Labeled-object pointing entries:
■ ■ ■
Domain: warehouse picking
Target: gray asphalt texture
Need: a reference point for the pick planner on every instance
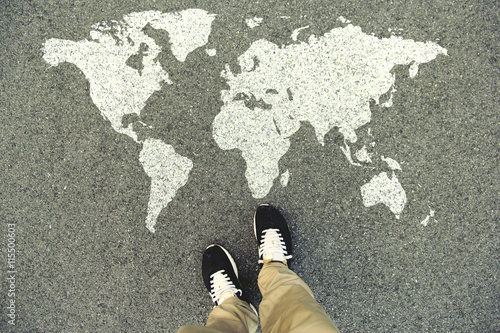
(78, 195)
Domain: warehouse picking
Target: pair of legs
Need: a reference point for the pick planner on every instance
(287, 304)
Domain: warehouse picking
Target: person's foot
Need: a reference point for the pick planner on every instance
(220, 274)
(273, 235)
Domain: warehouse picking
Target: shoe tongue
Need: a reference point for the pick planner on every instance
(225, 295)
(277, 256)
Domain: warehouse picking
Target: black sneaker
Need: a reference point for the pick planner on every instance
(220, 274)
(273, 235)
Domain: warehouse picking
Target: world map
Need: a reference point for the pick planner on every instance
(327, 81)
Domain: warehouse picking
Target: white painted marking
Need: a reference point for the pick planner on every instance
(254, 22)
(343, 19)
(347, 152)
(389, 102)
(211, 52)
(188, 29)
(295, 33)
(413, 70)
(285, 176)
(425, 222)
(327, 82)
(118, 89)
(393, 164)
(168, 170)
(363, 155)
(381, 189)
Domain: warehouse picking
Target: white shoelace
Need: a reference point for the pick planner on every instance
(220, 284)
(272, 247)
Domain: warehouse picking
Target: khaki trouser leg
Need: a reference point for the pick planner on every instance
(288, 304)
(233, 315)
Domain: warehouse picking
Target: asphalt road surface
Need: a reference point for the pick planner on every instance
(74, 194)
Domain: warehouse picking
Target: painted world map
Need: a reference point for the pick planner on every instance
(327, 81)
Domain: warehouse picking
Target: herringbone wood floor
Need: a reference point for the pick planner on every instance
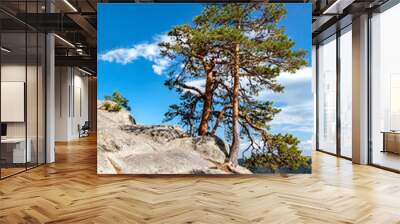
(70, 191)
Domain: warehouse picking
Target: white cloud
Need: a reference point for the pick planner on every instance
(148, 51)
(297, 105)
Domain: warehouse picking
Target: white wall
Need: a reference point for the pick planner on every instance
(385, 74)
(71, 87)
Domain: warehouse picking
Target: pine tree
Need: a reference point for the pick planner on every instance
(245, 51)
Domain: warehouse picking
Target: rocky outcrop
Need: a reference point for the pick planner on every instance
(127, 148)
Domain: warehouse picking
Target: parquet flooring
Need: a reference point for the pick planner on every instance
(70, 191)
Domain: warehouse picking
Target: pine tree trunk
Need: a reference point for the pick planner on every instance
(208, 96)
(234, 150)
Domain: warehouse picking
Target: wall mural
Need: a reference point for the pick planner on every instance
(204, 88)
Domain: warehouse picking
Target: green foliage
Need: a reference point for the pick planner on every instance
(111, 107)
(279, 152)
(121, 101)
(232, 40)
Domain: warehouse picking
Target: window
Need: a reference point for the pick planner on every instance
(346, 92)
(327, 95)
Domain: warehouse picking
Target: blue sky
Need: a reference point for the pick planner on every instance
(127, 46)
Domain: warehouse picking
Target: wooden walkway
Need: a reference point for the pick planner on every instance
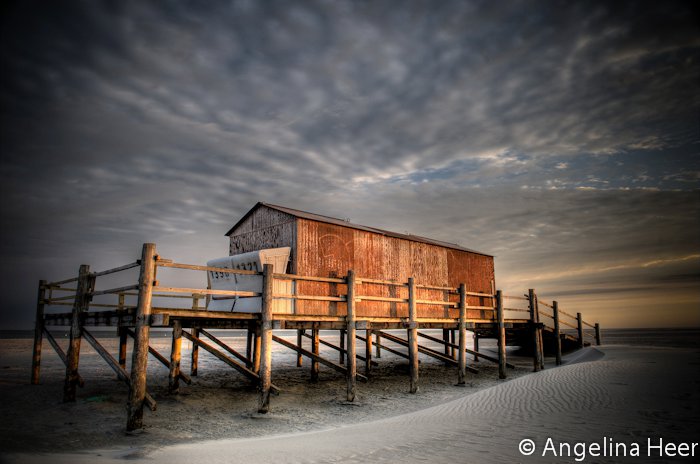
(539, 327)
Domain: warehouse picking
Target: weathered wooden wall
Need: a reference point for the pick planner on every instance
(331, 250)
(265, 228)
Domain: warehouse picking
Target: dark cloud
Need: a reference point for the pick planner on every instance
(562, 137)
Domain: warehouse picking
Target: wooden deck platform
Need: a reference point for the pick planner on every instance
(537, 332)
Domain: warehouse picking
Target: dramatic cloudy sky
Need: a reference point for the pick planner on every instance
(562, 137)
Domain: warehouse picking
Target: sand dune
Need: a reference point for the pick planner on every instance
(629, 394)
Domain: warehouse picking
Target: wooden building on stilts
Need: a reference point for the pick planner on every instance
(357, 280)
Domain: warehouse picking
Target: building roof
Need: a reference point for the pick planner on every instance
(343, 223)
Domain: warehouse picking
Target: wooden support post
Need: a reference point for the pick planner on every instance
(412, 336)
(315, 366)
(80, 305)
(265, 351)
(557, 333)
(351, 362)
(446, 340)
(534, 322)
(501, 336)
(194, 363)
(462, 371)
(368, 352)
(139, 357)
(300, 335)
(123, 336)
(257, 341)
(579, 324)
(38, 332)
(175, 353)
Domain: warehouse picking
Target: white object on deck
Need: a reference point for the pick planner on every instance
(252, 261)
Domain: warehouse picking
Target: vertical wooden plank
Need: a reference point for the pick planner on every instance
(368, 351)
(412, 336)
(378, 346)
(123, 335)
(579, 324)
(341, 344)
(300, 337)
(257, 340)
(350, 359)
(462, 371)
(501, 336)
(139, 357)
(266, 341)
(38, 332)
(557, 332)
(315, 365)
(80, 304)
(535, 332)
(194, 359)
(175, 354)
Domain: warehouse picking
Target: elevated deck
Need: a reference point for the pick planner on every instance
(413, 307)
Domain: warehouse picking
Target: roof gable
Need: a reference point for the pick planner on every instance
(342, 223)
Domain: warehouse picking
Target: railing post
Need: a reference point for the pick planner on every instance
(175, 354)
(368, 350)
(579, 327)
(80, 304)
(534, 321)
(194, 355)
(139, 357)
(412, 336)
(266, 340)
(462, 355)
(38, 332)
(557, 332)
(315, 365)
(350, 360)
(501, 336)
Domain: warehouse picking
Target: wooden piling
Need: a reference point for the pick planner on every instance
(462, 371)
(175, 353)
(266, 341)
(350, 360)
(557, 332)
(194, 355)
(341, 351)
(378, 344)
(139, 358)
(502, 362)
(315, 345)
(368, 352)
(534, 322)
(412, 336)
(579, 324)
(300, 335)
(38, 332)
(80, 305)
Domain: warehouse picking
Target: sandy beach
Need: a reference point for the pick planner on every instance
(619, 395)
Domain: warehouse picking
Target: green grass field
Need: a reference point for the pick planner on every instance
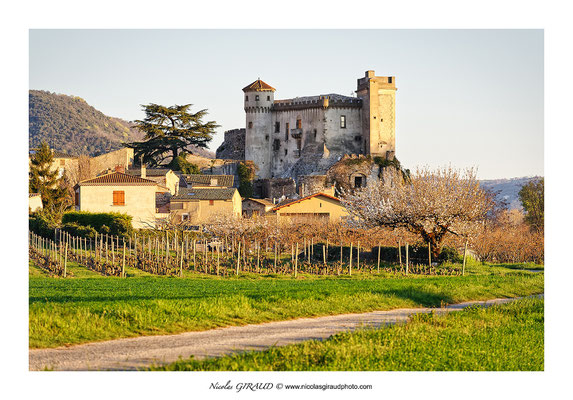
(506, 337)
(88, 307)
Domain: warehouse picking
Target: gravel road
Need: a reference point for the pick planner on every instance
(134, 353)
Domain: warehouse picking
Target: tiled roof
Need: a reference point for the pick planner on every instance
(205, 180)
(289, 202)
(261, 201)
(204, 194)
(258, 86)
(148, 171)
(117, 178)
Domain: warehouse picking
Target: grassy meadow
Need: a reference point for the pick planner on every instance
(88, 307)
(506, 337)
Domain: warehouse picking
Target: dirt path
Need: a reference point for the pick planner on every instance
(134, 353)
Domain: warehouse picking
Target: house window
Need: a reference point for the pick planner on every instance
(118, 198)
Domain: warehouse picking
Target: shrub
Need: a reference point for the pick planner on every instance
(111, 223)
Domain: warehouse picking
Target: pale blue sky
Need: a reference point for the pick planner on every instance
(465, 97)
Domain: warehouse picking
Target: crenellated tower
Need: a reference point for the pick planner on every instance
(378, 94)
(259, 98)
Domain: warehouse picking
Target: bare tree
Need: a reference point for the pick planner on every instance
(433, 204)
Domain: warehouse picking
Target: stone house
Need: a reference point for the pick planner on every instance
(122, 193)
(163, 176)
(319, 206)
(256, 207)
(199, 205)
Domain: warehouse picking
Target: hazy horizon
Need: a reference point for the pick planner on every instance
(469, 98)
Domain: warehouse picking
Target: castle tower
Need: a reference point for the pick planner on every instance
(259, 98)
(378, 94)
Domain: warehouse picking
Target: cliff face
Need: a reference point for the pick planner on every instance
(233, 147)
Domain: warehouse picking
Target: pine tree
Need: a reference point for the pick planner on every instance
(170, 131)
(45, 181)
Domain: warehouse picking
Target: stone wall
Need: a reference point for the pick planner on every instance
(274, 188)
(233, 147)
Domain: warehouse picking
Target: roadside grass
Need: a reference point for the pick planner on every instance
(79, 310)
(508, 337)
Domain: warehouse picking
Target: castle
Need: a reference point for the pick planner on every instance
(307, 135)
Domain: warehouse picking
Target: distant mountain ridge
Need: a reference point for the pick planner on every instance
(508, 189)
(70, 125)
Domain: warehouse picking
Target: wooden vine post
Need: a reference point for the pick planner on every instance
(350, 263)
(465, 253)
(379, 245)
(407, 260)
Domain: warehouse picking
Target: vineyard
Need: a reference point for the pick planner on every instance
(172, 252)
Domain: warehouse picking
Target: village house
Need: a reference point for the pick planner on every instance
(256, 207)
(199, 205)
(319, 206)
(200, 180)
(35, 202)
(122, 193)
(163, 176)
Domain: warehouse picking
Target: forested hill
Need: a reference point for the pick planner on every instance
(508, 189)
(70, 125)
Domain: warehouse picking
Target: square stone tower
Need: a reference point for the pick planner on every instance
(378, 94)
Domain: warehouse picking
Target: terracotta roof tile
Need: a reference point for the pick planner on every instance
(205, 180)
(191, 194)
(258, 86)
(289, 202)
(117, 178)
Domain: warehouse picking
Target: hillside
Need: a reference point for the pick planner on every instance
(508, 189)
(70, 125)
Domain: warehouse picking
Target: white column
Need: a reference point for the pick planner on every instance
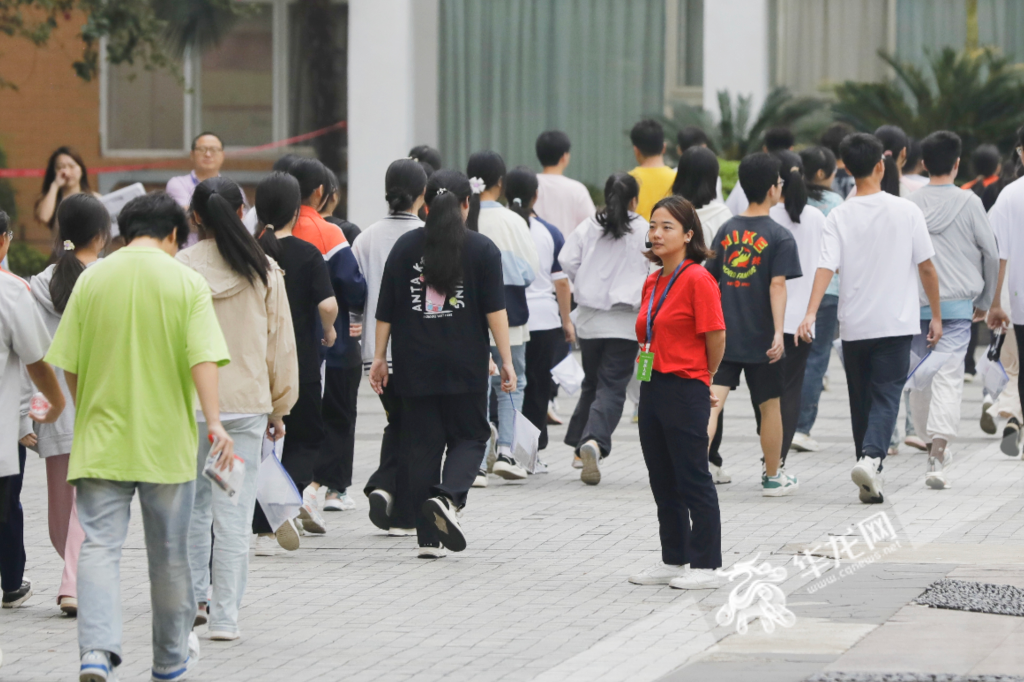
(735, 51)
(392, 93)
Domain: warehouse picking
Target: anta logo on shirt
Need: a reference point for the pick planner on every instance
(741, 256)
(431, 302)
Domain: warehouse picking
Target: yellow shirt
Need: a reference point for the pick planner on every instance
(655, 184)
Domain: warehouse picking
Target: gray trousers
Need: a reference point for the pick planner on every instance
(607, 366)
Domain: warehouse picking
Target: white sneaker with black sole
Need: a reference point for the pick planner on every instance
(441, 512)
(508, 468)
(867, 477)
(381, 504)
(590, 455)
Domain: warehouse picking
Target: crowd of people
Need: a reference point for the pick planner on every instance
(215, 332)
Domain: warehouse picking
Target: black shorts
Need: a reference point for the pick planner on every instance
(764, 379)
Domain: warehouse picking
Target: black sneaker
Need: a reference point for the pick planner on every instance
(18, 596)
(441, 512)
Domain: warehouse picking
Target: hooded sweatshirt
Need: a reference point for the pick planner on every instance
(54, 438)
(966, 255)
(263, 375)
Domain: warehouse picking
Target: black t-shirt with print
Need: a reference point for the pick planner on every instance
(439, 344)
(307, 283)
(749, 252)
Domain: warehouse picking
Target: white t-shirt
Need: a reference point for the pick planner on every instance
(562, 202)
(24, 339)
(808, 235)
(877, 242)
(541, 292)
(1007, 216)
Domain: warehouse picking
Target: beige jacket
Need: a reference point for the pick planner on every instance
(263, 375)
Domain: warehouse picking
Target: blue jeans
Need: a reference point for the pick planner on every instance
(103, 510)
(817, 363)
(231, 523)
(505, 408)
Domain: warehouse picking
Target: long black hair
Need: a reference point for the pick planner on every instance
(620, 190)
(486, 166)
(696, 177)
(894, 140)
(216, 202)
(81, 218)
(520, 189)
(446, 189)
(794, 187)
(278, 202)
(404, 181)
(817, 159)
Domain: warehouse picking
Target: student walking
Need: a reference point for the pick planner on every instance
(84, 229)
(879, 311)
(682, 326)
(519, 266)
(967, 263)
(755, 256)
(603, 258)
(313, 309)
(257, 390)
(404, 185)
(548, 298)
(440, 292)
(140, 314)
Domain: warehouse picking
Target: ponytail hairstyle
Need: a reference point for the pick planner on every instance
(894, 140)
(216, 202)
(485, 170)
(620, 190)
(445, 230)
(278, 202)
(520, 189)
(404, 181)
(81, 218)
(794, 188)
(310, 174)
(817, 159)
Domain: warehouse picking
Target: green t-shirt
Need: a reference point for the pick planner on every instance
(135, 325)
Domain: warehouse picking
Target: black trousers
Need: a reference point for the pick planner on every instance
(541, 351)
(303, 439)
(794, 367)
(453, 427)
(876, 373)
(12, 528)
(334, 465)
(673, 416)
(607, 366)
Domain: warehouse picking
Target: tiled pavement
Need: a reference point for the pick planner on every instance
(541, 592)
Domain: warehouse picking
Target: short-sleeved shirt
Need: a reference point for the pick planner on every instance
(135, 325)
(24, 339)
(307, 283)
(749, 253)
(692, 307)
(439, 343)
(877, 243)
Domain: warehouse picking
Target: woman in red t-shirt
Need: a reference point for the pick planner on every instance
(681, 331)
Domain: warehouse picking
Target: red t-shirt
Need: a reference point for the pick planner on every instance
(691, 308)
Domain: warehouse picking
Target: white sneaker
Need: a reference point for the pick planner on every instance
(659, 573)
(866, 476)
(590, 453)
(508, 468)
(936, 476)
(805, 443)
(336, 501)
(697, 579)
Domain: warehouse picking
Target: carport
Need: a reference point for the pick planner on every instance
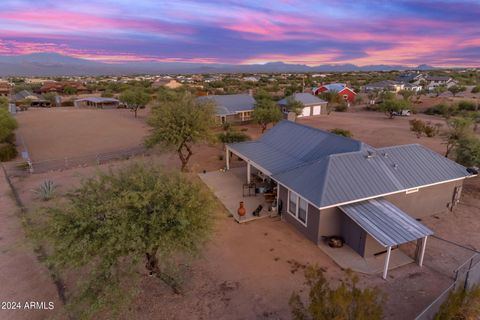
(389, 226)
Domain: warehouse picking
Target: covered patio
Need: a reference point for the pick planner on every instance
(389, 226)
(229, 188)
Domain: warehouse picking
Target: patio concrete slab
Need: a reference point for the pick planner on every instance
(228, 188)
(347, 258)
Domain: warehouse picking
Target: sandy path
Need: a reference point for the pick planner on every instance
(22, 278)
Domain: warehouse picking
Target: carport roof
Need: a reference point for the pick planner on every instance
(385, 222)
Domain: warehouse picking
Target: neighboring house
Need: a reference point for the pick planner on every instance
(97, 102)
(386, 85)
(167, 83)
(233, 108)
(433, 82)
(345, 92)
(313, 105)
(5, 88)
(329, 185)
(34, 100)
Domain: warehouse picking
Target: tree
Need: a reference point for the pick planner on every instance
(461, 304)
(178, 122)
(266, 112)
(454, 90)
(468, 151)
(458, 128)
(3, 103)
(393, 106)
(342, 132)
(347, 301)
(135, 99)
(117, 220)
■ ■ ■
◆ **What is needed**: Please gather every line of the items above that contains the string "sandy", matching case exactly.

◆ **Reply**:
Target: sandy beach
Target: sandy path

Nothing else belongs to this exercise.